Mutual Reliance Review System for Exemptive Relief Applications -- OSC Rule 61-501 -- take-over bid and subsequent business combination -- Rule 61-501 requires sending of information circular and holding of meeting in connection with second step business combination -- target's declaration of trust provides that a resolution in writing executed by unitholders holding more than 66 2/3% of the outstanding units is valid and binding as if such voting rights had been exercised in favour of such resolution at a meeting of Unitholders -- second step business combination to be subject to minority approval, calculated in accordance with section 8.2 of Rule 61-501 -- relief granted from requirement that information circular be sent and meeting be held.
Applicable Ontario Rule
OSC Rule 61-501 Insider Bids, Issuer Bids, Business Combinations and Related Party Transactions, ss. 4.2, 9.1.
June 18, 2007
IN THE MATTER OF
THE SECURITIES LEGISLATION OF
QUEBEC AND ONTARIO
IN THE MATTER OF
THE MUTUAL RELIANCE REVIEW SYSTEM
FOR EXEMPTIVE RELIEF APPLICATIONS
IN THE MATTER OF THE
TAKE-OVER BID FOR
CLEAN POWER INCOME FUND BY
MACQUARIE POWER & INFRASTRUCTURE
MRRS DECISION DOCUMENT
The local securities regulatory authority or regulator (the "Decision Maker") in each of Quebec and Ontario (the "Jurisdictions") has received an application from Macquarie Power & Infrastructure Income Fund (the "Applicant" or "MPIIF"), in connection with a take-over bid (the "Bid") for Clean Power Income Fund (the "Fund"), for a decision pursuant to the securities legislation of the Jurisdictions (the "Legislation") that the requirements of the Legislation that:
(1) a Compulsory Acquisition or the Subsequent Acquisition Transaction (each as defined below), as applicable, be approved at a meeting of the holders (the "Unitholders") of the trust units of the Fund ("Units"); and
(2) an information circular be sent to the Unitholders in connection with a Compulsory Acquisition or the Subsequent Acquisition Transaction, as applicable;
be waived (collectively, the "Requested Relief").
Under the Mutual Reliance Review System ("MRRS") for Exemptive Relief Applications:
(a) the Ontario Securities Commission ("OSC") is the principal regulator for this application; and
(b) this MRRS decision document evidences the decision of each Decision Maker.

Goal
In the decision document on the Clean Power Income Fund bid, set down everything from "Mutual Reliance Review System for" down to "ss. 4.2, 9.1.". The lines that follow the text play no part in the work.

Information shown
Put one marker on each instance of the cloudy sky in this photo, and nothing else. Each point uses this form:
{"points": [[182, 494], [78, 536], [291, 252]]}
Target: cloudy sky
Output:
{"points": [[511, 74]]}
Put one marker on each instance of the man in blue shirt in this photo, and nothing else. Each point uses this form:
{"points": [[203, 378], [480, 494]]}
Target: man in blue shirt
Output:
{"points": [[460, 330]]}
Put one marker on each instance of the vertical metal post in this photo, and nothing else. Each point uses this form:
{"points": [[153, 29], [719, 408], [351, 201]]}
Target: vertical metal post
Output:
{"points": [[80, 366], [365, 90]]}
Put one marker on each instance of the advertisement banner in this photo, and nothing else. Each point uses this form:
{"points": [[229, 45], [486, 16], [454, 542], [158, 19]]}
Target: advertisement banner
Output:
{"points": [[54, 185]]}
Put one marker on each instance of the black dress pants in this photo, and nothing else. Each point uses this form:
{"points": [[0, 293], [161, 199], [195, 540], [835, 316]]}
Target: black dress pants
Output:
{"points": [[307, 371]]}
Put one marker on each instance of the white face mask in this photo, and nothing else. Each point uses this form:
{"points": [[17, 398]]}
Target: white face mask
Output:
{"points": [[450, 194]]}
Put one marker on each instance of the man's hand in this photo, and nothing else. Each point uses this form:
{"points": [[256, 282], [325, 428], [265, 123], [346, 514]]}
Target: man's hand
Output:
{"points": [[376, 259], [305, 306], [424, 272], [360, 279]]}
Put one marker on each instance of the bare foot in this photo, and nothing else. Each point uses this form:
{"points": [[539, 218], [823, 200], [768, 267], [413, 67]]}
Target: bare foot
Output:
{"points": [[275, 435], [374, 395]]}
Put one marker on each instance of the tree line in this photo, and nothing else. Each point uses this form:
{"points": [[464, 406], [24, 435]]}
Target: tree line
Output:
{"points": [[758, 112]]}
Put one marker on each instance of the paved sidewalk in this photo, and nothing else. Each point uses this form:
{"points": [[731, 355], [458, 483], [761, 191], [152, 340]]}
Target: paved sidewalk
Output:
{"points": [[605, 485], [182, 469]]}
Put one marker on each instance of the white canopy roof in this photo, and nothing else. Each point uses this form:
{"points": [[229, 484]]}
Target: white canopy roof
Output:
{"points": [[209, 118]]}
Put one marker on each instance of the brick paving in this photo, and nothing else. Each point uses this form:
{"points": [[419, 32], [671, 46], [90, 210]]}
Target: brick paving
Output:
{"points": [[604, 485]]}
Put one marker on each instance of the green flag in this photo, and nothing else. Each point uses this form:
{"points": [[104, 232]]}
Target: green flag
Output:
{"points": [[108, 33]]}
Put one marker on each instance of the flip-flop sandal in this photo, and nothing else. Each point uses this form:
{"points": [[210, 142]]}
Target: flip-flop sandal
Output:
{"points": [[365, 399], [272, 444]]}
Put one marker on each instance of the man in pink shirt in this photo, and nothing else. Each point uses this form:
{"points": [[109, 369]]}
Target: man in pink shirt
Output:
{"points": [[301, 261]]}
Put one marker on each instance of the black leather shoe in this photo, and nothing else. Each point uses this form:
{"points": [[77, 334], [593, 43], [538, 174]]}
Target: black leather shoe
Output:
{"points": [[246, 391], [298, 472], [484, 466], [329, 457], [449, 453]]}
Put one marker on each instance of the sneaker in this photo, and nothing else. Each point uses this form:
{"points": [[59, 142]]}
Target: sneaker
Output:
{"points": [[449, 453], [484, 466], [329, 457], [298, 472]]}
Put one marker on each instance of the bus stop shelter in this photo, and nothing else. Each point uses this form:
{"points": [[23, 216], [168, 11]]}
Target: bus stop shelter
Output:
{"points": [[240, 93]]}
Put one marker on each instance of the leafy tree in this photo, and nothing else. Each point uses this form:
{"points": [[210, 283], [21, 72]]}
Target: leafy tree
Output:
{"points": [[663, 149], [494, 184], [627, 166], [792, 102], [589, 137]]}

The output
Mutual Reliance Review System for Exemptive Relief Applications -- OSC Rule 61-501 -- take-over bid and subsequent business combination -- Rule 61-501 requires sending of information circular and holding of meeting in connection with second step business combination -- target's declaration of trust provides that a resolution in writing executed by unitholders holding more than 66 2/3% of the outstanding units is valid and binding as if such voting rights had been exercised in favour of such resolution at a meeting of Unitholders -- second step business combination to be subject to minority approval, calculated in accordance with section 8.2 of Rule 61-501 -- relief granted from requirement that information circular be sent and meeting be held.
Applicable Ontario Rule
OSC Rule 61-501 Insider Bids, Issuer Bids, Business Combinations and Related Party Transactions, ss. 4.2, 9.1.